**Goals**
**A)** Please reproduce the part of the sociology course notes that opens with the words containing "Sociology 319 –" and closes with "with these approaches.".
**B)** Continue the sociology course notes on ethnomethodology from the point where they stop.

**Extract provided**

Sociology 319 – Contemporary Social Theories
Interactionist and Ethnomethodological Approaches to Feminist Analysis
a. Introduction. One sociological approach that we have not examined this semester is ethnomethodology or phenomenonology. These are sociological approaches or methods that emphasize the ordinary practices and activities in which social actors engage. While these approaches were not originally developed by feminists, some feminist analysts have used and expanded these approaches, incorporating issues related to sex, gender, gender performance, and gender relations. In particular, the approach of Dorothy Smith has some common features with these approaches.
Ethnomethodology. An ethnomethodological approach examines and analyzes social interaction through enacted conduct, what people do in social action and interaction. It is similar to the perspective of symbolic interactionism, although it focusses more on the activities themselves and how they are conducted in particular contexts, rather than considering how social actors construct meaning and interpretation in interaction. Writers in the ethnomethodological perspective appear unconcerned with the philosophic underpinnings of social interaction or in developing an all-encompassing theoretical structure that can explain all aspects of social interaction and the institutions and structures that emerges from it. Rather, they analyze social interaction in particular situations and contexts, attempting to describe and understand the methods, procedures, and considerations that social actors use in carrying out social interaction. For the ethnomethodologist, social interactions should not be considered as rational or irrational, or subject to “error,” rather social interaction is a set of common sense procedures people use to deal with situations and contexts where there is some flexibility for social action and perhaps some uncertainty about the conduct and outcome of social action.

**Supplied information**
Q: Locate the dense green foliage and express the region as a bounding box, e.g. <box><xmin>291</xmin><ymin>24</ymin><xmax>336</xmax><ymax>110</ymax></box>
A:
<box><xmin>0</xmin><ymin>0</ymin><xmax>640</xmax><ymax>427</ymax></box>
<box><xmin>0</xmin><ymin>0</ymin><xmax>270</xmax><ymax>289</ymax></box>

**Final results**
**A)**
Sociology 319 – Contemporary Social Theories
Interactionist and Ethnomethodological Approaches to Feminist Analysis
a. Introduction. One sociological approach that we have not examined this semester is ethnomethodology or phenomenonology. These are sociological approaches or methods that emphasize the ordinary practices and activities in which social actors engage. While these approaches were not originally developed by feminists, some feminist analysts have used and expanded these approaches, incorporating issues related to sex, gender, gender performance, and gender relations. In particular, the approach of Dorothy Smith has some common features with these approaches.

**B)**
Heritage defines ethnomethodology as
the study of a particular subject matter: the body of common-sense knowledge and the range of procedures and considerations by means of which ordinary members of society make sense of, find their way about in, and act on the circumstances in which they find themselves. (Heritage, p. 4).
This body of knowledge is “analytically primary to any theory of social action” and “consideration of these issues can be made an integral part of the theory of action” (Heritage, p. 5). Harold Garfinkel’s approach is “to detect some expectancies that lend commonplace scenes their familiar, life-as-usual character, and to relate these to the stable social structures of everyday activities” (Garfinkel, 1967, p. 37).
In common with interactionist approaches, ethnomethodologists look on these everyday interactions, and the practices involved in them, as having a regularity or stability so they form what sociologists term institutions and structures. These regularities and patterns are always actively produced through interaction among social actors, although not necessarily in a conscious manner or as a result of consciously considering meaning and interpretation. Rather, social actors are accountable for their actions in the encounters that occur in particular situations and contexts. This means that “social action in a context is an actively produced accomplishment” (Cohen, p. 90). The ethnomethodological perspective emphasizes a social interaction that has a rationality of its own and the conduct is one of accomplishment – making sense out of situations and responding in an accountable manner. That is, this social conduct is not merely adherence to a particular form of rationality imposed by common norms, roles, institutions, and structures of society.
Ethnomethodology may be more a method of doing sociology than a theoretical approaches. In this approach, sociologists are to place themselves outside the common understandings of social actors, situations, and social relationships, and examine the commonly accepted understandings that social actors have adopted and, at least implicitly, accepted as they carry on social interaction and social relationships. Not only does it ask the sociologist to determine and analyze what these are and how they have developed, but also question or critique these, to raise the possibility of whether these are socially proper and just, and to consider alternatives.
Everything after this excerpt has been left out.